> _O QUE FAZER_
Cite literalmente a parte do texto sobre a padronização de carcaças que vai de "B) Manejo de" até "genético de rebanho.", incluindo esses dois trechos.

> _TRECHO DO DOCUMENTO_
A falta de padronização no tamanho das carcaças pode ser evitada adotando medidas como:

A) Separação dos animais por lotes em faixas etárias, facilitando o manejo alimentar e sanitário, evitando perdas por competição de alimentos ou transmissão de doenças de animais velhos para os mais jovens. Esse simples ato de manejo facilita o acompanhamento dos lotes, os quais serão mais homogêneos, e aqueles animais que se mostram abaixo do padrão terão seu histórico investigado quanto os elementos causais dessa disparidade negativa;

B) Manejo de pastagens adequado para possibilitar às ovelhas condições ideais para o aleitamento de suas crias e recuperação da condição corporal, visto que muitos produtores perdem alguns quilogramas de cordeiros pelo fato de as mães encontrarem-se mal organicamente;

C) Implantar esquema de estação de monta para obter lotes mais homogêneos, que também torna o manejo mais racional. A produção é muito sazonal (flutua muito); às vezes há animais para abater, às vezes não. Novamente, um bom planejamento da estação de monta, ou mesmo calendário de estações, deve ser considerado como uma excelente mudança de atitude, não se descuidando dos aspectos nutricionais, sanitários e de melhoramento genético de rebanho.

Registros extraídos de uma coleção
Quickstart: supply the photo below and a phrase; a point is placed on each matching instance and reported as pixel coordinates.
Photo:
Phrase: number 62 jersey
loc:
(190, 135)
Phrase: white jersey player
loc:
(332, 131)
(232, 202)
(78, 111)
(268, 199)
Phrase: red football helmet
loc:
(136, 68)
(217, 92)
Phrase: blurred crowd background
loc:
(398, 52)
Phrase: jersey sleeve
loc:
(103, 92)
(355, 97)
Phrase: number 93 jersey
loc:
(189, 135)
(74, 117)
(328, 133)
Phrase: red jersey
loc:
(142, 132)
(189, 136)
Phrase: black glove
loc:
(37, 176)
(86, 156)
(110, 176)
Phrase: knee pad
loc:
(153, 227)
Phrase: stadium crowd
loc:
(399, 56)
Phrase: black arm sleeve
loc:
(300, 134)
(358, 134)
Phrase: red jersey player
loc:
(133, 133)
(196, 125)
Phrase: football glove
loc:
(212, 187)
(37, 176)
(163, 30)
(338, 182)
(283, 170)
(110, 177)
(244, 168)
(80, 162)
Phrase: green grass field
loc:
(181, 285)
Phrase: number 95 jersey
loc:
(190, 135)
* * *
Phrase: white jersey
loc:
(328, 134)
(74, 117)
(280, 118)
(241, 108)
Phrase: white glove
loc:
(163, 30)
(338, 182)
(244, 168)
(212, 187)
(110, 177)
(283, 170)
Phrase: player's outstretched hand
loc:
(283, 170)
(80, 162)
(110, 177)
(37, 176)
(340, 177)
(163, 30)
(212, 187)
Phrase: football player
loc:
==
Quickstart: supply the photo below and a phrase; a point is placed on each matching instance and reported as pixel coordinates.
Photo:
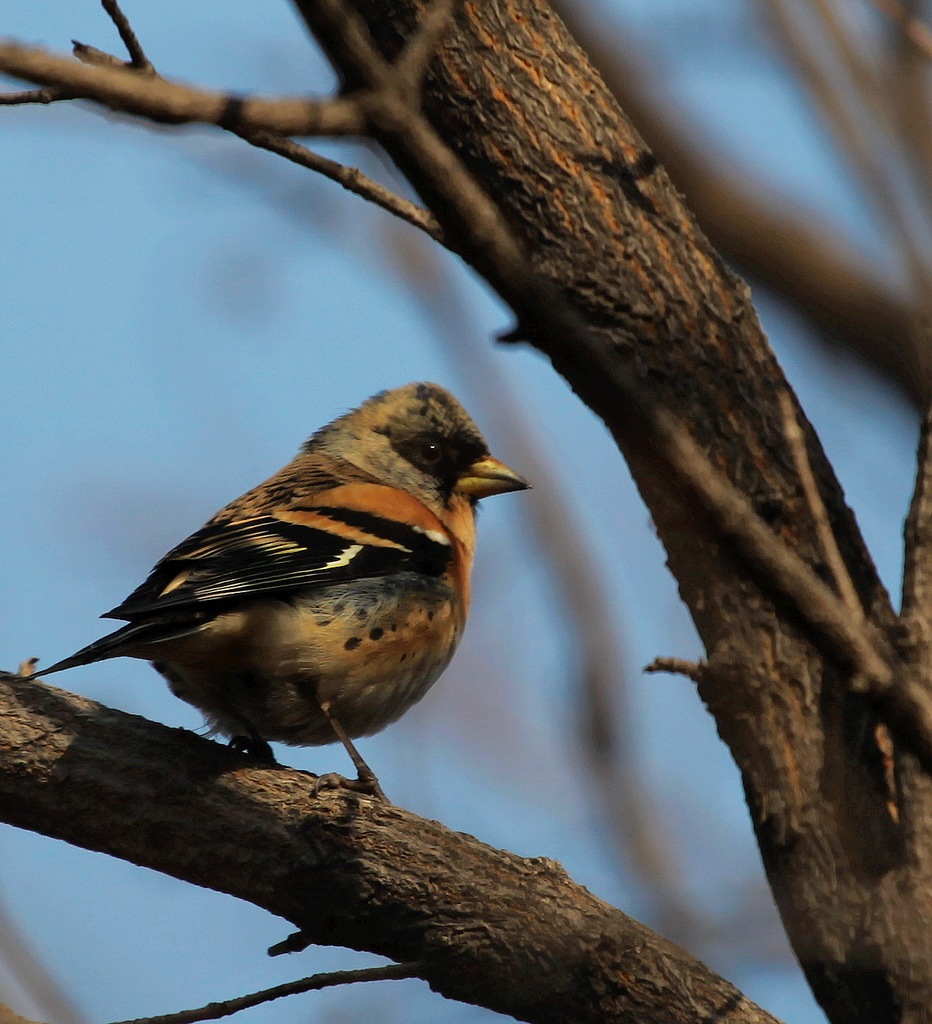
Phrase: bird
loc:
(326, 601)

> _SOLUÇÃO DO PROBLEMA_
B) Manejo de pastagens adequado para possibilitar às ovelhas condições ideais para o aleitamento de suas crias e recuperação da condição corporal, visto que muitos produtores perdem alguns quilogramas de cordeiros pelo fato de as mães encontrarem-se mal organicamente;

C) Implantar esquema de estação de monta para obter lotes mais homogêneos, que também torna o manejo mais racional. A produção é muito sazonal (flutua muito); às vezes há animais para abater, às vezes não. Novamente, um bom planejamento da estação de monta, ou mesmo calendário de estações, deve ser considerado como uma excelente mudança de atitude, não se descuidando dos aspectos nutricionais, sanitários e de melhoramento genético de rebanho.